## Task instructions:
Turn the lines from the one containing "backboard and give integer pixel coordinates." through the one containing "(1120, 676)", both included, into a Markdown table with the columns Row and Line, numbering each row and leaving out any blank lines.

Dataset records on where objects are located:
• • • •

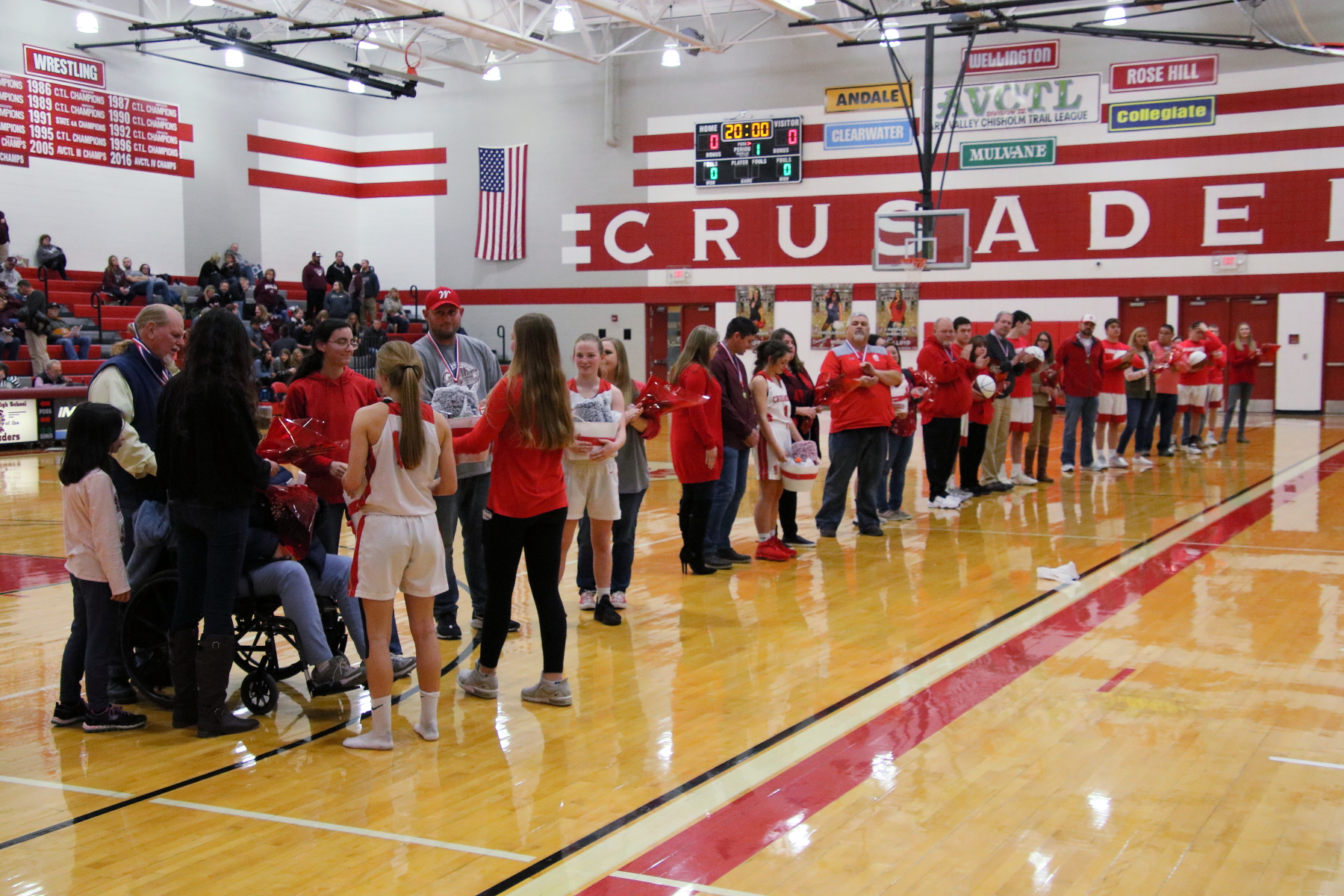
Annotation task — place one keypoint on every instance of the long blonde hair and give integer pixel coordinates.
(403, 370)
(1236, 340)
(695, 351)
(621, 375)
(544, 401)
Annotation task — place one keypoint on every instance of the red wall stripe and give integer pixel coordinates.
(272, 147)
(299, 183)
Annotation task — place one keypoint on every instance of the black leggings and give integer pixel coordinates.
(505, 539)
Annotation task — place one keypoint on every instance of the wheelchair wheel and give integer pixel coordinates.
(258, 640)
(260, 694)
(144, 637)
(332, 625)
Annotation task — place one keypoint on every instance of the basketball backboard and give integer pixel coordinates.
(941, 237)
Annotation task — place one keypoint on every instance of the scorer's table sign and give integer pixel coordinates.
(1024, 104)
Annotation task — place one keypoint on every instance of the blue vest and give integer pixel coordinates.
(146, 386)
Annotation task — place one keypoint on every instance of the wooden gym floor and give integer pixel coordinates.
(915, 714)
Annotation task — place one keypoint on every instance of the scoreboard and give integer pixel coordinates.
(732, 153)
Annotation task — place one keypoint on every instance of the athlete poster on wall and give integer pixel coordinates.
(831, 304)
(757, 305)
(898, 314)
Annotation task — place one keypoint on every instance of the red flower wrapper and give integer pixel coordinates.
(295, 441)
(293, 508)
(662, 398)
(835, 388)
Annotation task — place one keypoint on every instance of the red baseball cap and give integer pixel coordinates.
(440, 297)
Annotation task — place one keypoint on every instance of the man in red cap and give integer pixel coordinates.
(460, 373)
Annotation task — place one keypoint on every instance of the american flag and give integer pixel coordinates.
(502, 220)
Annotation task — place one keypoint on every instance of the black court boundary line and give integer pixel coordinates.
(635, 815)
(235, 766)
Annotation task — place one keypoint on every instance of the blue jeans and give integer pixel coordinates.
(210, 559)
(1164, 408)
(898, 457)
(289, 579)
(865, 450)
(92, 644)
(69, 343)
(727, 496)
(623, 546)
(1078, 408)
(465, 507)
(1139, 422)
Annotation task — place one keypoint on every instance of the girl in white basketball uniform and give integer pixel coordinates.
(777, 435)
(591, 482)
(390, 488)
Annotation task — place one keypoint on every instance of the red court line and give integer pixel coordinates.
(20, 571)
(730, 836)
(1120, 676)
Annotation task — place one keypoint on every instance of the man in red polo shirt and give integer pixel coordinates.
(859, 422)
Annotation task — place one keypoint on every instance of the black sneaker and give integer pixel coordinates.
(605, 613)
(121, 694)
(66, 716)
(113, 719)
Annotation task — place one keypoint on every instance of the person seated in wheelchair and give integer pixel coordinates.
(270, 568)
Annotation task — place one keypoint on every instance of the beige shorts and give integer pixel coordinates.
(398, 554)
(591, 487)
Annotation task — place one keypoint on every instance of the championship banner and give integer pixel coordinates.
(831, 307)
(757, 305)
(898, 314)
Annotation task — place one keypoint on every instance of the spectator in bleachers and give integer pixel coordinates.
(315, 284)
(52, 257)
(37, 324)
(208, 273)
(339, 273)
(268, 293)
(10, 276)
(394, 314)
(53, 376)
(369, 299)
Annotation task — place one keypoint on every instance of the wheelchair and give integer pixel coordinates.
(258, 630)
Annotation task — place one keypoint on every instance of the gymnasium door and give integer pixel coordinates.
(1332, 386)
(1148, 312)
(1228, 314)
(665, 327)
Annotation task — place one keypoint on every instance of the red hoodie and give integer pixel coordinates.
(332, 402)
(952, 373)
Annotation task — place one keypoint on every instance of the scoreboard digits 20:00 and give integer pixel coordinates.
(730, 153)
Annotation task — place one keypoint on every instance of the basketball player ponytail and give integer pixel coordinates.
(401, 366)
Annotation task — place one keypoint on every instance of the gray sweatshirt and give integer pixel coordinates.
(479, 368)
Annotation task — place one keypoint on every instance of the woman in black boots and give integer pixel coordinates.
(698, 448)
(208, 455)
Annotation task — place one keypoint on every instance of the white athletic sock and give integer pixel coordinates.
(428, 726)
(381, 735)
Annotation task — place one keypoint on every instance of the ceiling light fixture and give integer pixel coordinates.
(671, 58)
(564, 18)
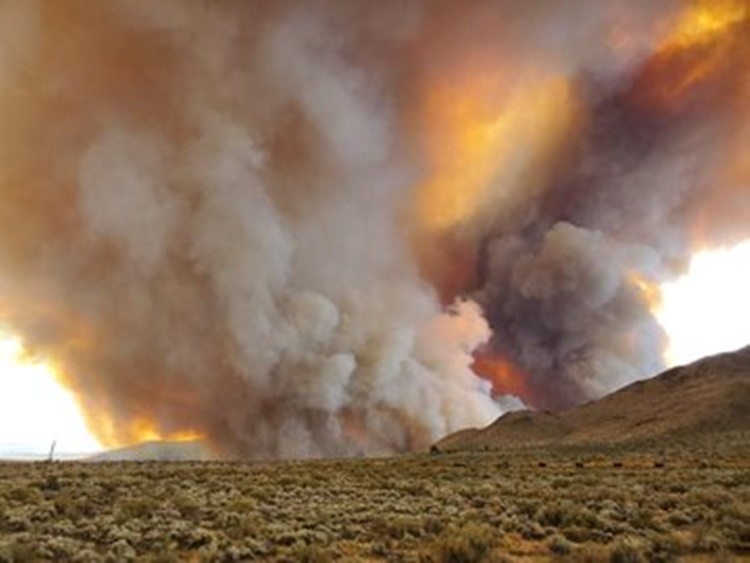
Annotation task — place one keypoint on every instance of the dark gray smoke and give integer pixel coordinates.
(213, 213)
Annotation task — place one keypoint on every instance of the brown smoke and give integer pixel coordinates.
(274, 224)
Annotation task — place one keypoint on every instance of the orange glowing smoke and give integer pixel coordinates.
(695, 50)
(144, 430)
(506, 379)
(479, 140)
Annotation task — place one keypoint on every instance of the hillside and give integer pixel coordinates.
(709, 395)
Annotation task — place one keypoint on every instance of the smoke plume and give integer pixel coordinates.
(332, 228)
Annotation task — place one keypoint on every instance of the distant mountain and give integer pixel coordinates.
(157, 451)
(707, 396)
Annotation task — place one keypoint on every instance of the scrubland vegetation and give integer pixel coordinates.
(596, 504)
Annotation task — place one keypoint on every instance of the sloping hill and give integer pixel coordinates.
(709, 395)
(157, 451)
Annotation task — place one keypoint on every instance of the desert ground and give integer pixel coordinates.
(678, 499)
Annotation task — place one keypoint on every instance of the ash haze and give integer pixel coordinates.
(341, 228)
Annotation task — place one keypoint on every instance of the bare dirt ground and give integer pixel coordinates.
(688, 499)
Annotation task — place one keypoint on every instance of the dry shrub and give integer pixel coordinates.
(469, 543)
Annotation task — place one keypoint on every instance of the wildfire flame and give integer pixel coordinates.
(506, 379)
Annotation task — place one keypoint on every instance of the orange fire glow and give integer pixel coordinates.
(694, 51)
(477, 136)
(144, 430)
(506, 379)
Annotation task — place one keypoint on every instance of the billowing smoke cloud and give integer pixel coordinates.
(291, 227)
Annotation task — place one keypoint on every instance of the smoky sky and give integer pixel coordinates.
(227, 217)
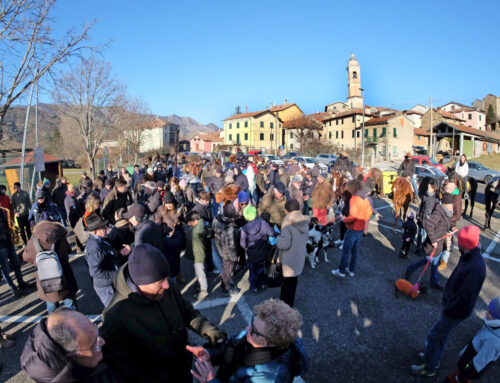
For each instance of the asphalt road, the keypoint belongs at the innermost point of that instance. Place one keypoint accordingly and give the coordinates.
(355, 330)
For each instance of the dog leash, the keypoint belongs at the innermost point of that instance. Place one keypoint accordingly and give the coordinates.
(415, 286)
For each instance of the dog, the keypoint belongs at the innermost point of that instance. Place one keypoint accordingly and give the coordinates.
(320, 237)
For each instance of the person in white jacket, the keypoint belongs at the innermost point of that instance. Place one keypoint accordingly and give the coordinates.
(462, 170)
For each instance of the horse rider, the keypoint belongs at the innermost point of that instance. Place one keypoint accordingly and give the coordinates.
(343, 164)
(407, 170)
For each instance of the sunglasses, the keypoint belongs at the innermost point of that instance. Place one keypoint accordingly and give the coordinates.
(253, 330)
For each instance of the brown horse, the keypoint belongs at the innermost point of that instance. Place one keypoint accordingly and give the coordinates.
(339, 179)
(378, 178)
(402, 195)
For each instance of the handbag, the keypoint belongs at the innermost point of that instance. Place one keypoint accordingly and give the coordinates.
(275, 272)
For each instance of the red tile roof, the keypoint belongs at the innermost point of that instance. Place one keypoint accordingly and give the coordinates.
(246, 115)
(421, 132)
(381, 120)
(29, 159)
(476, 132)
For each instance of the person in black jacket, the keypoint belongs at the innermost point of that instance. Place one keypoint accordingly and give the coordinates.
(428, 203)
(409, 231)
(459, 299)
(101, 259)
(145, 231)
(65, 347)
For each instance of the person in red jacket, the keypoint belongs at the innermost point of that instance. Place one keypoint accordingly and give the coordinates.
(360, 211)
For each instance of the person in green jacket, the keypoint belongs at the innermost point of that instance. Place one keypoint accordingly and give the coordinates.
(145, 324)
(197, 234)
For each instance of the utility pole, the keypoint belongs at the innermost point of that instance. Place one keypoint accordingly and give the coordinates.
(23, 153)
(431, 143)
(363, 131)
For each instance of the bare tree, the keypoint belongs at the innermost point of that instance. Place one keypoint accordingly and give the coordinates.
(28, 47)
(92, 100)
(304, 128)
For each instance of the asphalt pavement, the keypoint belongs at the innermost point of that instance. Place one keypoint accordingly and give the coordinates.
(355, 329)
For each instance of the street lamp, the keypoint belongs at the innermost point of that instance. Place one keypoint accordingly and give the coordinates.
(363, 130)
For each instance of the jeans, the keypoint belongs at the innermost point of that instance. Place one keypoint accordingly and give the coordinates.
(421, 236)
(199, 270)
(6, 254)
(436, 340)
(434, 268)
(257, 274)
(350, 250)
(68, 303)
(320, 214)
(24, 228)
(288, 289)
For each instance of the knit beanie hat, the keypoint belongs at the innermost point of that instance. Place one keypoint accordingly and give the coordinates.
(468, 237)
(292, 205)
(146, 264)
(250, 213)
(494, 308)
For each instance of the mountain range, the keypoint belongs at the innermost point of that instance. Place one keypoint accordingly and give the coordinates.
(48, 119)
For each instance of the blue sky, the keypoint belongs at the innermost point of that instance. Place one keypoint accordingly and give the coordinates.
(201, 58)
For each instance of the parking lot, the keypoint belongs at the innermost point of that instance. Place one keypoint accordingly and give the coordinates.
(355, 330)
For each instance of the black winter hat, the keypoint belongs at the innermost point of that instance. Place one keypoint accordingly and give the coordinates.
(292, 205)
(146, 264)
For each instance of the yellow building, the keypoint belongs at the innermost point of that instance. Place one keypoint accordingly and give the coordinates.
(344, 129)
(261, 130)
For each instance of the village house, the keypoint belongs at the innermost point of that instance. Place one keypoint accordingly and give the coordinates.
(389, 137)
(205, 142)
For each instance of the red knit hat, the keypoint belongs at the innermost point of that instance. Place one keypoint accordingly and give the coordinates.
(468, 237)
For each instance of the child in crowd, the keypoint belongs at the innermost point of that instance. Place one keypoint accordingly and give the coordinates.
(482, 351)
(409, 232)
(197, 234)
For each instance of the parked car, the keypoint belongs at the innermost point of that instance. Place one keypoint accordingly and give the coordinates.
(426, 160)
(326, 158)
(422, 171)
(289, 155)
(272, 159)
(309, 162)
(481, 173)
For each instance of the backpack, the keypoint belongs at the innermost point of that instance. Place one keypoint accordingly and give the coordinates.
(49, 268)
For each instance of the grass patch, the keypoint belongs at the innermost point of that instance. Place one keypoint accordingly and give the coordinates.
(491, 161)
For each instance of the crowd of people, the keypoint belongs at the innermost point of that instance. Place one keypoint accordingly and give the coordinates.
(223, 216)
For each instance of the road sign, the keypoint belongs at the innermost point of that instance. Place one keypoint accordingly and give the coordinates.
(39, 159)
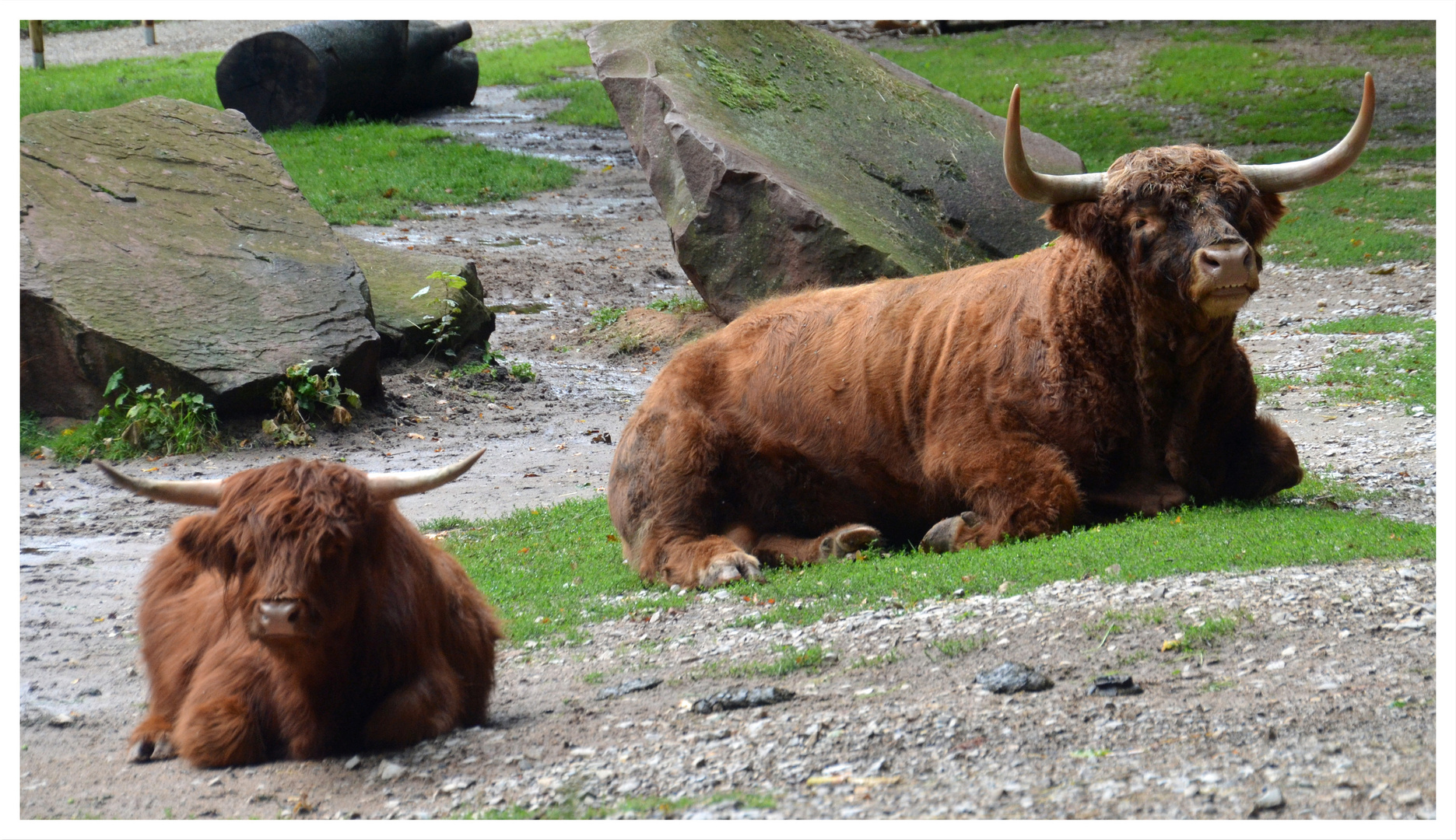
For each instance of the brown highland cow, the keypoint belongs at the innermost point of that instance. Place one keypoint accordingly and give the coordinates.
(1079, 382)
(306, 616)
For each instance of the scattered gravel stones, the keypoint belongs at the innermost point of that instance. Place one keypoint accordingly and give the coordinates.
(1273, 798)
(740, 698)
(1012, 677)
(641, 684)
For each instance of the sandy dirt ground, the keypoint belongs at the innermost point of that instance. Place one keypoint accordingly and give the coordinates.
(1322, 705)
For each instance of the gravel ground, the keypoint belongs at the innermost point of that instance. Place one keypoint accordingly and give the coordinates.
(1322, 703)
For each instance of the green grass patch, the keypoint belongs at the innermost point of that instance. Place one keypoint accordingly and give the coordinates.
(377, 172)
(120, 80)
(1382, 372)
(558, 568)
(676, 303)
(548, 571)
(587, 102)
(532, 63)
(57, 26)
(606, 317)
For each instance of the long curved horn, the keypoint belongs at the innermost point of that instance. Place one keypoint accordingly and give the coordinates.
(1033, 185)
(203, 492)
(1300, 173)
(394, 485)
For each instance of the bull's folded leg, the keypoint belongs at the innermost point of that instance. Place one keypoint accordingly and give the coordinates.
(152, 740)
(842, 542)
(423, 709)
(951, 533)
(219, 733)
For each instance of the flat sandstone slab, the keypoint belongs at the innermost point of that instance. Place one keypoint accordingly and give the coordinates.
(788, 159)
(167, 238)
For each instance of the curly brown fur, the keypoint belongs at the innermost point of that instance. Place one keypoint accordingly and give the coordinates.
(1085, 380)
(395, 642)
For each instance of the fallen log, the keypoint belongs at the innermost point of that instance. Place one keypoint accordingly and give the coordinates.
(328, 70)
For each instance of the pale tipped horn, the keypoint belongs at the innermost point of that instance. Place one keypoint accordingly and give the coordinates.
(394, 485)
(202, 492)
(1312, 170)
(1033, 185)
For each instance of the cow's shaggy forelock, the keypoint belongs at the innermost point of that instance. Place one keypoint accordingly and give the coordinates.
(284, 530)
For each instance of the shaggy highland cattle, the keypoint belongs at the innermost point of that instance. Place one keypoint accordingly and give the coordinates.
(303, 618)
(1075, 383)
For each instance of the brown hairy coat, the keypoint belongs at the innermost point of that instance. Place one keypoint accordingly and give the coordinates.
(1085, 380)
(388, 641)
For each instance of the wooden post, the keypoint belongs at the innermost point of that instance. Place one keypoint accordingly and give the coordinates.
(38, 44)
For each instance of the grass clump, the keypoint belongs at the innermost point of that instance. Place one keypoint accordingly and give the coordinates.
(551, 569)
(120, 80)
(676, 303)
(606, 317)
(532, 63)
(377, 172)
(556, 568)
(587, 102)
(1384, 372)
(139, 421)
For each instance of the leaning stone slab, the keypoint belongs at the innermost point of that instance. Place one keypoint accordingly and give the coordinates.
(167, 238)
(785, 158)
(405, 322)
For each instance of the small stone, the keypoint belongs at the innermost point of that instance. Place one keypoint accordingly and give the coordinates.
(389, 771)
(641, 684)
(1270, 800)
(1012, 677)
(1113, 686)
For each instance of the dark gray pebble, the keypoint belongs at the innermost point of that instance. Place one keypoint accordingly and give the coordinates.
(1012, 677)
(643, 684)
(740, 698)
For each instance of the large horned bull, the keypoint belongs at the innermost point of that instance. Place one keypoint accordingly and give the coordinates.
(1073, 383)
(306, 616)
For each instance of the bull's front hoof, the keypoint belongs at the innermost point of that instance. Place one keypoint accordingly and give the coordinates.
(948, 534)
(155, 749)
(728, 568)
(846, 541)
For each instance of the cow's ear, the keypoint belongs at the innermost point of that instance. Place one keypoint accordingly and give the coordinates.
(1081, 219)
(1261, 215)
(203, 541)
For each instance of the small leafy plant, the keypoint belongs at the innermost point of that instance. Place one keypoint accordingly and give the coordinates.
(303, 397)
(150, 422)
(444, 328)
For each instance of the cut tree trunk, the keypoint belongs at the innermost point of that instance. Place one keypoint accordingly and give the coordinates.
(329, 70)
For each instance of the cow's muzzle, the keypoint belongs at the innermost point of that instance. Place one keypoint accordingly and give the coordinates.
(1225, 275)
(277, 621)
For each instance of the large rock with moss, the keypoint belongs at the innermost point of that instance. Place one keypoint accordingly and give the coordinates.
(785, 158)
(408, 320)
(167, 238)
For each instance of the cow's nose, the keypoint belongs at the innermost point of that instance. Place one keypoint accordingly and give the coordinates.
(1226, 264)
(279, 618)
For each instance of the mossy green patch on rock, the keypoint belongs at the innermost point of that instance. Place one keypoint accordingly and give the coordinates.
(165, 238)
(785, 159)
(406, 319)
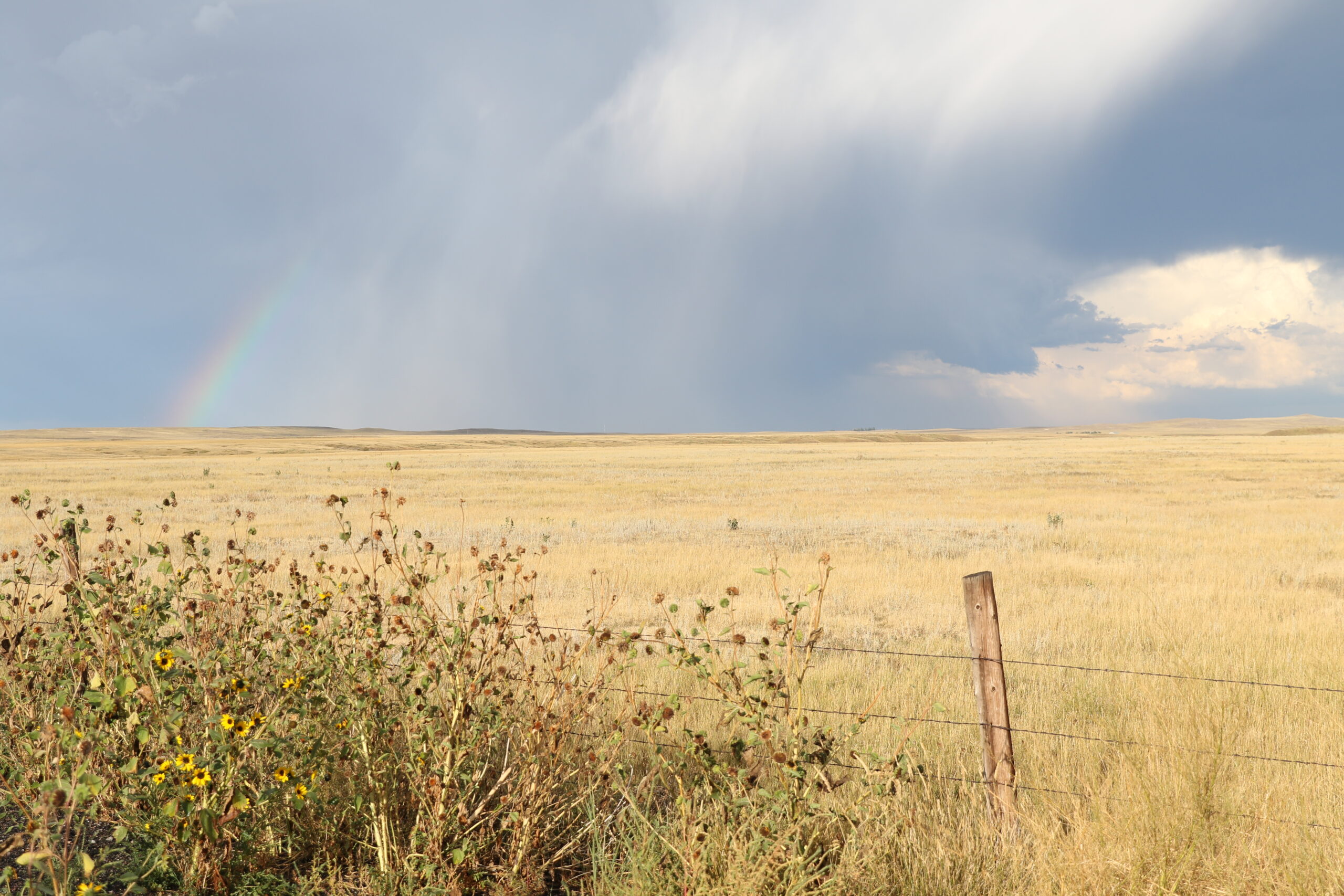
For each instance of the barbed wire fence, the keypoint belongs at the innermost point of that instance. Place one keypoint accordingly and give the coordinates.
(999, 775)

• • • •

## Solved exercise:
| Row | Line |
|---|---|
| 1 | Annotation task — place one keypoint on every instance of the basketball backboard and give integer pixel coordinates. |
| 2 | (941, 237) |
| 3 | Annotation task — place one keypoint on every instance of the scorer's table sign and give integer pixel coordinates. |
| 4 | (1024, 104) |
| 5 | Annotation task — place one keypoint on every instance of the blue vest and give integer pixel coordinates. |
| 6 | (146, 386) |
| 7 | Annotation task — place one keypoint on every instance of the wooden gym floor and give integer pixel coordinates. |
| 8 | (915, 714) |
| 9 | Annotation task — place one keypoint on every instance of the scoreboard and give integer pixel coordinates. |
| 10 | (732, 153) |
| 11 | Annotation task — place one keypoint on every instance of the athlete poster on wall and give integer pixel coordinates. |
| 12 | (831, 304) |
| 13 | (757, 305) |
| 14 | (898, 314) |
| 15 | Annotation task — place one keypoint on every instance of the red flower wrapper and give integer pixel coordinates. |
| 16 | (295, 441) |
| 17 | (293, 508) |
| 18 | (662, 398) |
| 19 | (835, 388) |
| 20 | Annotation task — place one keypoint on every instance of the red baseball cap and give integer pixel coordinates. |
| 21 | (440, 297) |
| 22 | Annotation task — place one keypoint on every instance of the man in red cap and give integer pixel coordinates. |
| 23 | (460, 373) |
| 24 | Annotation task — place one keypoint on every instance of the american flag and give integer pixel coordinates. |
| 25 | (502, 220) |
| 26 | Annotation task — place one keypoint on every instance of the black court boundary line and give integer pixel coordinates. |
| 27 | (635, 815) |
| 28 | (235, 766) |
| 29 | Annotation task — place one keypoint on every instance of the blue jeans and give integer pixel coordinates. |
| 30 | (210, 559) |
| 31 | (1164, 408) |
| 32 | (898, 457) |
| 33 | (289, 579) |
| 34 | (865, 450) |
| 35 | (92, 644) |
| 36 | (69, 343) |
| 37 | (727, 496) |
| 38 | (623, 546) |
| 39 | (1078, 408) |
| 40 | (465, 507) |
| 41 | (1139, 422) |
| 42 | Annotation task — place one keypoint on every instance of the girl in white basketball uniform and give integer pixel coordinates. |
| 43 | (777, 435) |
| 44 | (591, 482) |
| 45 | (390, 488) |
| 46 | Annotation task — place one keypoint on every instance of the red court line and give integer pixel coordinates. |
| 47 | (20, 571) |
| 48 | (730, 836) |
| 49 | (1120, 676) |